→ Problem details: For each entry in the listing, produce an exact copy.

*** Opening Records to process ***

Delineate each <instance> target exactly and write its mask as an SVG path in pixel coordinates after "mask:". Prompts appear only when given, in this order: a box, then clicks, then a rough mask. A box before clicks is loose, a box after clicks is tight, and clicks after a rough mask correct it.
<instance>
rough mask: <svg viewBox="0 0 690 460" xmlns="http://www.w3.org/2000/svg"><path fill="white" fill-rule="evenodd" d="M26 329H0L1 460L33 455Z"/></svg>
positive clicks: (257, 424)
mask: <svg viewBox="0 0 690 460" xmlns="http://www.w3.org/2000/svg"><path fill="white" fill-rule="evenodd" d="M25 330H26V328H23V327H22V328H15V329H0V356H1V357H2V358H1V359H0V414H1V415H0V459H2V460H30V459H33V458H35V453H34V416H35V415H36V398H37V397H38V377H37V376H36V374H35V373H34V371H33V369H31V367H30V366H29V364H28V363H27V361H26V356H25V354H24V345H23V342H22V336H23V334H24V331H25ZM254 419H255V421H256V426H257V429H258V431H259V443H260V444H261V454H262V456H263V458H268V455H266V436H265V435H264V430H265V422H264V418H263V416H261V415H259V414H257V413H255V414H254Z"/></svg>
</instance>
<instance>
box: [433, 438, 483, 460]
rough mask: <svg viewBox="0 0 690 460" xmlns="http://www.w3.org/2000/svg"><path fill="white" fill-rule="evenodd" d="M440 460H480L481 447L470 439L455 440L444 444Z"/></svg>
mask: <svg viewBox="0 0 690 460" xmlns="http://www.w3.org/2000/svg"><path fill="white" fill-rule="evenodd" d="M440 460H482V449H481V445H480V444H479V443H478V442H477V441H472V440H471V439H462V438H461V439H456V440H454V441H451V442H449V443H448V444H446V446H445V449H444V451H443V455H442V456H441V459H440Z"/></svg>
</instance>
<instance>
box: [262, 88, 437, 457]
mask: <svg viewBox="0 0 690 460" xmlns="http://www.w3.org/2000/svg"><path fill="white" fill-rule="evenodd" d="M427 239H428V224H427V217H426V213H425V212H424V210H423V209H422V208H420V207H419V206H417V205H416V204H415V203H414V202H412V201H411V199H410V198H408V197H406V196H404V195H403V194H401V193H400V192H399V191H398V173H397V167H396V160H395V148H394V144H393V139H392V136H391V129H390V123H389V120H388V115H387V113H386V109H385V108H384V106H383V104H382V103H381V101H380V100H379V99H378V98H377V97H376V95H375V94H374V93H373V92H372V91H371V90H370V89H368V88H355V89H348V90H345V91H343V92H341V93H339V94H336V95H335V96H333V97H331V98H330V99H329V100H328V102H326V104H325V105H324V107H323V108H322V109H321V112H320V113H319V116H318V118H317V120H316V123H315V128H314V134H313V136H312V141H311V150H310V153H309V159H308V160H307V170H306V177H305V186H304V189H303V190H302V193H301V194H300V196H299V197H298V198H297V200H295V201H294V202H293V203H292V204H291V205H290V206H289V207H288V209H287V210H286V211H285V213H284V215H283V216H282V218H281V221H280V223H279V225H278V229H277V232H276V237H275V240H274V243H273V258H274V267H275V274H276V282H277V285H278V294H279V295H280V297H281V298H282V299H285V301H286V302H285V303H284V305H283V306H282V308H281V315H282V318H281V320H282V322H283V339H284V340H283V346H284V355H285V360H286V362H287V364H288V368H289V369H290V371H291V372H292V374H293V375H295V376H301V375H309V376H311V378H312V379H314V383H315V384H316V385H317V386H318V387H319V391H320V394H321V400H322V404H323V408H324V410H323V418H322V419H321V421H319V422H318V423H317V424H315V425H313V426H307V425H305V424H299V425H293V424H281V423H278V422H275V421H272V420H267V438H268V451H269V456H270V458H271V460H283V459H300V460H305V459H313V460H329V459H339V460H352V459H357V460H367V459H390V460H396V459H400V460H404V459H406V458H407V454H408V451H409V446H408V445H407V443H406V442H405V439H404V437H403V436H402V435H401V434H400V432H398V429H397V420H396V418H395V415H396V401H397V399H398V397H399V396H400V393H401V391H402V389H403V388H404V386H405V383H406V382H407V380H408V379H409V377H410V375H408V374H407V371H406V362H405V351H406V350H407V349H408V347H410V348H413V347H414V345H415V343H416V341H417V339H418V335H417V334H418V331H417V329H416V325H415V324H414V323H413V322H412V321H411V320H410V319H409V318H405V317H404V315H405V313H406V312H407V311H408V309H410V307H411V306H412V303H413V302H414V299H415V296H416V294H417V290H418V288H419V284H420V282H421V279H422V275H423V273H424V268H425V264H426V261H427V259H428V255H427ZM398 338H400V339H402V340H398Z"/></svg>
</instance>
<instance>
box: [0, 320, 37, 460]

*** Closing Records to process ***

→ Answer:
Delineate each <instance> target exactly and write its mask as an SVG path in pixel coordinates after "mask:". Prompts appear only when given, in this order: a box, then clicks, then a rough mask. A box before clicks is loose, a box after clicks is tight, and clicks after a rough mask correct it.
<instance>
rough mask: <svg viewBox="0 0 690 460" xmlns="http://www.w3.org/2000/svg"><path fill="white" fill-rule="evenodd" d="M26 329H0L1 460L33 455Z"/></svg>
positive clicks: (257, 424)
mask: <svg viewBox="0 0 690 460" xmlns="http://www.w3.org/2000/svg"><path fill="white" fill-rule="evenodd" d="M25 330H26V328H23V327H22V328H15V329H0V356H1V357H2V358H1V359H0V414H1V415H0V459H2V460H30V459H33V458H35V453H34V416H35V415H36V398H37V397H38V377H37V376H36V374H35V373H34V371H33V369H31V367H30V366H29V364H28V363H27V361H26V356H25V354H24V345H23V342H22V336H23V334H24V331H25ZM254 419H255V421H256V426H257V429H258V431H259V443H260V444H261V454H262V456H263V458H268V455H266V436H265V435H264V430H265V422H264V418H263V416H261V415H259V414H257V413H255V414H254Z"/></svg>
</instance>
<instance>
box: [433, 438, 483, 460]
rough mask: <svg viewBox="0 0 690 460" xmlns="http://www.w3.org/2000/svg"><path fill="white" fill-rule="evenodd" d="M440 460H480L481 447L470 439L455 440L444 444Z"/></svg>
mask: <svg viewBox="0 0 690 460" xmlns="http://www.w3.org/2000/svg"><path fill="white" fill-rule="evenodd" d="M440 460H482V449H481V445H480V444H479V443H478V442H477V441H472V440H471V439H462V438H461V439H456V440H454V441H451V442H449V443H448V444H446V446H445V449H444V451H443V455H442V456H441V459H440Z"/></svg>
</instance>
<instance>
box: [262, 88, 437, 457]
mask: <svg viewBox="0 0 690 460" xmlns="http://www.w3.org/2000/svg"><path fill="white" fill-rule="evenodd" d="M427 239H428V224H427V217H426V213H425V212H424V210H423V209H422V208H420V207H419V206H417V205H416V204H415V203H414V202H412V201H411V199H410V198H408V197H406V196H404V195H403V194H401V193H400V192H399V191H398V173H397V167H396V160H395V148H394V144H393V139H392V136H391V129H390V123H389V120H388V115H387V113H386V109H385V108H384V106H383V104H382V103H381V101H380V100H379V99H378V98H377V97H376V95H375V94H374V93H373V92H372V91H371V90H370V89H368V88H355V89H348V90H345V91H343V92H341V93H339V94H336V95H335V96H333V97H331V98H330V99H329V100H328V102H326V104H325V105H324V107H323V108H322V109H321V112H320V113H319V116H318V118H317V120H316V123H315V128H314V134H313V136H312V141H311V150H310V153H309V159H308V160H307V170H306V177H305V186H304V189H303V190H302V193H301V194H300V196H299V197H298V198H297V200H295V201H294V202H293V203H292V204H291V205H290V206H289V207H288V209H287V210H286V211H285V213H284V215H283V216H282V218H281V221H280V223H279V225H278V229H277V232H276V237H275V240H274V243H273V258H274V267H275V274H276V282H277V285H278V294H279V295H280V297H281V298H282V299H285V301H286V302H285V303H284V305H283V306H282V308H281V315H282V318H281V320H282V322H283V339H284V340H283V346H284V355H285V360H286V362H287V364H288V368H289V369H290V371H291V372H292V374H293V375H295V376H301V375H309V376H311V378H312V379H314V383H315V384H316V385H317V386H318V387H319V391H320V394H321V400H322V404H323V408H324V410H323V418H322V419H321V421H319V422H318V423H317V424H315V425H313V426H307V425H305V424H299V425H293V424H281V423H278V422H275V421H272V420H267V438H268V451H269V456H270V458H271V460H283V459H300V460H305V459H313V460H329V459H339V460H352V459H357V460H367V459H390V460H396V459H400V460H404V459H406V458H407V454H408V451H409V446H408V445H407V443H406V442H405V439H404V437H403V436H402V435H401V434H400V432H398V429H397V420H396V418H395V415H396V401H397V399H398V397H399V396H400V393H401V391H402V389H403V388H404V386H405V383H406V382H407V380H408V379H409V377H410V375H408V374H407V371H406V362H405V351H406V350H407V349H408V347H410V348H413V347H414V345H415V343H416V341H417V339H418V335H417V334H418V331H417V329H416V325H415V324H414V323H413V322H412V321H411V320H410V319H409V318H405V317H404V315H405V313H406V312H407V311H408V309H410V307H411V306H412V303H413V302H414V299H415V296H416V294H417V290H418V288H419V284H420V282H421V279H422V275H423V273H424V268H425V264H426V261H427V259H428V255H427ZM398 338H400V339H402V340H398Z"/></svg>
</instance>
<instance>
box: [0, 320, 37, 460]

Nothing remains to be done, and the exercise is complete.